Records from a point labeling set
>> start
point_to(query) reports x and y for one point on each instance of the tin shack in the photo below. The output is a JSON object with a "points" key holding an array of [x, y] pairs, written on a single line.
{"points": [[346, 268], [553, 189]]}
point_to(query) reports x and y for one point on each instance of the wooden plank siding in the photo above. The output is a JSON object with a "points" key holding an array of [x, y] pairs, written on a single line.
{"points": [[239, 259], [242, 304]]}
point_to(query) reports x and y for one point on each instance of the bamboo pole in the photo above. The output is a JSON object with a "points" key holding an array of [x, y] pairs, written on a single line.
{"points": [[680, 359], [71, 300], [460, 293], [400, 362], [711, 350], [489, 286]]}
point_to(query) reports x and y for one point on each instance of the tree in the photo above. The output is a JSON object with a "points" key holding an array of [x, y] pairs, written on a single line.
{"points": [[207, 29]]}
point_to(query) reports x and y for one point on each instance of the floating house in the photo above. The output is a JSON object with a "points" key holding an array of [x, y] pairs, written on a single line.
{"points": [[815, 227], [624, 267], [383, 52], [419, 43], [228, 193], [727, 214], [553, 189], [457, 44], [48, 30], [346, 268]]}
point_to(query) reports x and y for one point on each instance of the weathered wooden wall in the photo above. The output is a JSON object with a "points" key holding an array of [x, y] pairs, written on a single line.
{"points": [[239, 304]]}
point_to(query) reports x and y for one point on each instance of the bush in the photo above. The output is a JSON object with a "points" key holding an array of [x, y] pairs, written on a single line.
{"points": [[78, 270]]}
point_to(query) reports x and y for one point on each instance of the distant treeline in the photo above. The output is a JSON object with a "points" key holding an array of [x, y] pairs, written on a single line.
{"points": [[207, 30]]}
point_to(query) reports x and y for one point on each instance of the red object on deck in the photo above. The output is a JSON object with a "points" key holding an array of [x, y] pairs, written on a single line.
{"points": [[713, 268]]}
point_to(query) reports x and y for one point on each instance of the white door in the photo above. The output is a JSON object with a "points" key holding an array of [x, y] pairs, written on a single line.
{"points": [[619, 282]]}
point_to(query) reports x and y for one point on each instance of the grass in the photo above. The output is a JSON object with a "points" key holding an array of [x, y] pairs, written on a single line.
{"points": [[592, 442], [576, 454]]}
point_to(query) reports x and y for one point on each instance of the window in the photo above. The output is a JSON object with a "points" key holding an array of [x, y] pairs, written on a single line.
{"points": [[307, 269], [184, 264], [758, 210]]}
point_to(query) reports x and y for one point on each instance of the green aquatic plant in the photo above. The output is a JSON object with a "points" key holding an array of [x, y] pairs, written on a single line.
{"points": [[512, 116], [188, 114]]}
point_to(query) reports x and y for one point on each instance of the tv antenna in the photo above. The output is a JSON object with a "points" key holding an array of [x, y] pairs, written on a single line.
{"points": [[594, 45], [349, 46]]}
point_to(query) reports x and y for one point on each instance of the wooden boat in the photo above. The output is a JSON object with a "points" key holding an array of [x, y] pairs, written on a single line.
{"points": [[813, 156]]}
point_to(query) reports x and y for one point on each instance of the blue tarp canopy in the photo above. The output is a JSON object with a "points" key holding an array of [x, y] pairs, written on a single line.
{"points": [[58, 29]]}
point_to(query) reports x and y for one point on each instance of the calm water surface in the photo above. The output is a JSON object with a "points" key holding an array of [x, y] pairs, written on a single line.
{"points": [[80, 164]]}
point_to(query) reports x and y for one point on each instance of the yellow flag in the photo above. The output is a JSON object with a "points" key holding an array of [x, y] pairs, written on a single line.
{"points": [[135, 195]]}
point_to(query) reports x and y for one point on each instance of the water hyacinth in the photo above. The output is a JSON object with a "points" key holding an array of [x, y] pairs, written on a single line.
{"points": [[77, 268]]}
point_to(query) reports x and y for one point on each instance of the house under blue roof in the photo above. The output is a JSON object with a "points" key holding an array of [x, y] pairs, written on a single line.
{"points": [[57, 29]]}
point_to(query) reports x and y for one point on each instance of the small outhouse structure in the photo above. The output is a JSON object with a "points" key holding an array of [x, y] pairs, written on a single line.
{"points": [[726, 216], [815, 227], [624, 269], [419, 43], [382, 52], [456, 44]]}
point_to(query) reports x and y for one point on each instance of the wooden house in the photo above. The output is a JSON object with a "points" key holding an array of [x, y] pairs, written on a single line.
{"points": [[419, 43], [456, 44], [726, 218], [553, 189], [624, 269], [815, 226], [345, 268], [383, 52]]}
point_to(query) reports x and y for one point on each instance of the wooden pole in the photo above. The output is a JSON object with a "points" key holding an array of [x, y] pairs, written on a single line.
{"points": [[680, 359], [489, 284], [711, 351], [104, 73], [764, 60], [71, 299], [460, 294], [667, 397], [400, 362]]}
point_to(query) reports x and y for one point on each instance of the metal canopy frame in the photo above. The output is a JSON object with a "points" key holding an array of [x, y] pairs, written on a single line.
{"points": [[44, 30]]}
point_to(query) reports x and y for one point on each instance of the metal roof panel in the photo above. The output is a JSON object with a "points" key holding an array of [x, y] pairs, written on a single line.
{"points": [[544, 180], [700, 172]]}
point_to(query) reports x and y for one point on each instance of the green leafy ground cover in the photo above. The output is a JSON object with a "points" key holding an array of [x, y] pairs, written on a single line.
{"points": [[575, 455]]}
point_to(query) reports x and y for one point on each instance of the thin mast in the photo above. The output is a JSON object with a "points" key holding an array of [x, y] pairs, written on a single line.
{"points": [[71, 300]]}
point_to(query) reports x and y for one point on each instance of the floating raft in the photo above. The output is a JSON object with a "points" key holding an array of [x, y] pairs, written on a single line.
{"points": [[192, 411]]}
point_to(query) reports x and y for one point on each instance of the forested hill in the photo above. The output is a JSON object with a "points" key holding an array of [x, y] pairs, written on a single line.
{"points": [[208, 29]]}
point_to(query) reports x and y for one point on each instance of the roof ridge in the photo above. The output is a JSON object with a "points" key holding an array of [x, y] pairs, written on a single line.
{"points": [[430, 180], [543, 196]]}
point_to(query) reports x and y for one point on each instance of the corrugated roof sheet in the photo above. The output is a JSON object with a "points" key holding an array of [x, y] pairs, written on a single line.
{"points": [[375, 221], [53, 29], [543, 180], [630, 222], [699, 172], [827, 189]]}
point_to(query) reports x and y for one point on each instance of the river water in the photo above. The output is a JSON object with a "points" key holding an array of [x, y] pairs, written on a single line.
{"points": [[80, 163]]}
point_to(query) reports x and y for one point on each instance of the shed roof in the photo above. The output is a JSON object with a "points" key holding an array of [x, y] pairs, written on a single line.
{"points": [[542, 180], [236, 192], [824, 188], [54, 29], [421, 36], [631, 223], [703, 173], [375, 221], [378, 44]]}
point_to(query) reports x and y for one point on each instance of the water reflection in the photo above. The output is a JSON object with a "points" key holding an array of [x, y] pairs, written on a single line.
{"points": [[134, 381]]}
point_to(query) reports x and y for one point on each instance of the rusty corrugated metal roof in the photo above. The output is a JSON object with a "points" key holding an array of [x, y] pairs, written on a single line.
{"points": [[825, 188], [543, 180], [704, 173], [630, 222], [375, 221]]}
>> end
>> start
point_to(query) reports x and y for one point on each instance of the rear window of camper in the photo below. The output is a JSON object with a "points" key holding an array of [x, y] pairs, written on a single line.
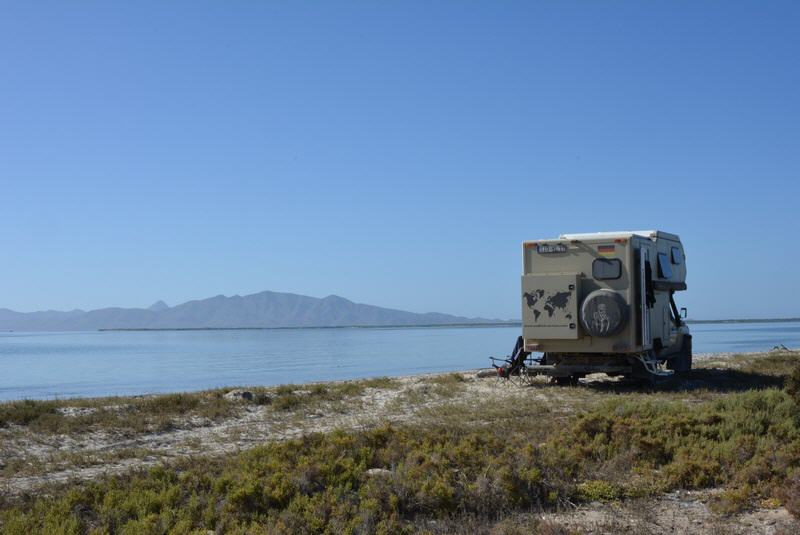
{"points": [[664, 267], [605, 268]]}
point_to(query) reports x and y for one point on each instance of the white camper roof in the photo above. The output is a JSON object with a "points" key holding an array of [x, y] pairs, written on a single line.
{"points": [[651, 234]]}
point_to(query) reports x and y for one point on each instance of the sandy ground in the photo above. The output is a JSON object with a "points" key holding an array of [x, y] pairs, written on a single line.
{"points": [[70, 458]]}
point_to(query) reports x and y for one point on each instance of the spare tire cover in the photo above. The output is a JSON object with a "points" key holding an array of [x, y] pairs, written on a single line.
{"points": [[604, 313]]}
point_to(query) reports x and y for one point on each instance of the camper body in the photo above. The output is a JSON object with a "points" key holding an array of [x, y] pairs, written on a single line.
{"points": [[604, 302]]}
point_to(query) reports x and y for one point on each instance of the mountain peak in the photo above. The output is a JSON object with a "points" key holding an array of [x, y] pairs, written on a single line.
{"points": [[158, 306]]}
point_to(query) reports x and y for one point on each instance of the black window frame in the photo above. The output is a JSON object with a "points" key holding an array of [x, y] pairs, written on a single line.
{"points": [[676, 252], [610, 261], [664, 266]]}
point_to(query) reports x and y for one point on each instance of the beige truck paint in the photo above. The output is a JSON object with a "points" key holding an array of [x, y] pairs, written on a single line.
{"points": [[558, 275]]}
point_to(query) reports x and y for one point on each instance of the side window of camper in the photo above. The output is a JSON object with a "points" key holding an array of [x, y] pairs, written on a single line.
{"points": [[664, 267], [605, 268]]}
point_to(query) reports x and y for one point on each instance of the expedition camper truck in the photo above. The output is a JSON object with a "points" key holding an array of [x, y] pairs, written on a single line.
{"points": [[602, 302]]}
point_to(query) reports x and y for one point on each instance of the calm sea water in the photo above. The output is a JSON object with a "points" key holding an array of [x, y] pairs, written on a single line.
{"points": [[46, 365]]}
>> end
>> start
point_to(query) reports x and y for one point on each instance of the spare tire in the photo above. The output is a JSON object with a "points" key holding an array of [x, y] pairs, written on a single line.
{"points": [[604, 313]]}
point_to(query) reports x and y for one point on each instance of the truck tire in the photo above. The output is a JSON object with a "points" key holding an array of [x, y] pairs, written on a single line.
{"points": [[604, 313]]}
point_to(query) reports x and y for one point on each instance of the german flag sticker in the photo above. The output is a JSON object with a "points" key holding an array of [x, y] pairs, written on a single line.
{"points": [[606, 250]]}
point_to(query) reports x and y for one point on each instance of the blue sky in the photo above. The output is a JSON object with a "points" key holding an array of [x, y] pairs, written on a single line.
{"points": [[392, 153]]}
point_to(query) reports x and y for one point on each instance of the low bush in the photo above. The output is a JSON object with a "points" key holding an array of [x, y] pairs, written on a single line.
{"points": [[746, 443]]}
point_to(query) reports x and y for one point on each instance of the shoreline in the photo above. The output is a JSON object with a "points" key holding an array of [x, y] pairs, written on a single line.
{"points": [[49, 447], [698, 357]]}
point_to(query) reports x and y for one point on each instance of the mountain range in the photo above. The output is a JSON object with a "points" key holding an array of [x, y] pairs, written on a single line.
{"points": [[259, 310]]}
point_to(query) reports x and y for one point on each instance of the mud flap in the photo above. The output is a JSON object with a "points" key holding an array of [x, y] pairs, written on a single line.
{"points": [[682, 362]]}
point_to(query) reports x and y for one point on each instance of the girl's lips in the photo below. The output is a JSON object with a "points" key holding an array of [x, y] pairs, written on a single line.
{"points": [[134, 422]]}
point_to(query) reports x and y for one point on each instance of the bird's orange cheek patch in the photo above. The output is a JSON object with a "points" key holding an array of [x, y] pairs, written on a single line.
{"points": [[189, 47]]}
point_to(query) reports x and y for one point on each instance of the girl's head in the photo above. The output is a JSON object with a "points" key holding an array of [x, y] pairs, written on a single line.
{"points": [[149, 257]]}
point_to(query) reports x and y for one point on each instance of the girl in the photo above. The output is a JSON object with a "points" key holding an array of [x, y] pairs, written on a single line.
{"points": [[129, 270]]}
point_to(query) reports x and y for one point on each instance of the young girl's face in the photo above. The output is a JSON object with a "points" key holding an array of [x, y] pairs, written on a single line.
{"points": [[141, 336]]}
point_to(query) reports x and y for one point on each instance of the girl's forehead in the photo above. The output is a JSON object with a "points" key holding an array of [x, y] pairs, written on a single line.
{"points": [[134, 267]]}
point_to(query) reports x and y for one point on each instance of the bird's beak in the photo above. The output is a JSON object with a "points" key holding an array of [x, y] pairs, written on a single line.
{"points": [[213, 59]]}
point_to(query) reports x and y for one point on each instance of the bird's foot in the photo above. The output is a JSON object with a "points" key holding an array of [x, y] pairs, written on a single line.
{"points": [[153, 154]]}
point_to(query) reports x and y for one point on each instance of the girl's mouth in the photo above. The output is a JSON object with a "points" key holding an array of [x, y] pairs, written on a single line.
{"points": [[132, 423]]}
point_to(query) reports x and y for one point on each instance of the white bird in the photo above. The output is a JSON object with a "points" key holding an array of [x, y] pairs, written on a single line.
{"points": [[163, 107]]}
>> end
Pull out each line of the listing above that contains the word "spare", copying every such line in full.

point_to(query) reports x and y for one point on each instance of the spare tire cover in the photo above. The output is a JSON object with a "points" key holding an array of [x, y] pairs, written on a single line.
point_to(query) reports x and y for one point on each instance of the spare tire in the photo above. The output is a JSON object with a "points" key holding an array of [x, y] pairs, written on a single line.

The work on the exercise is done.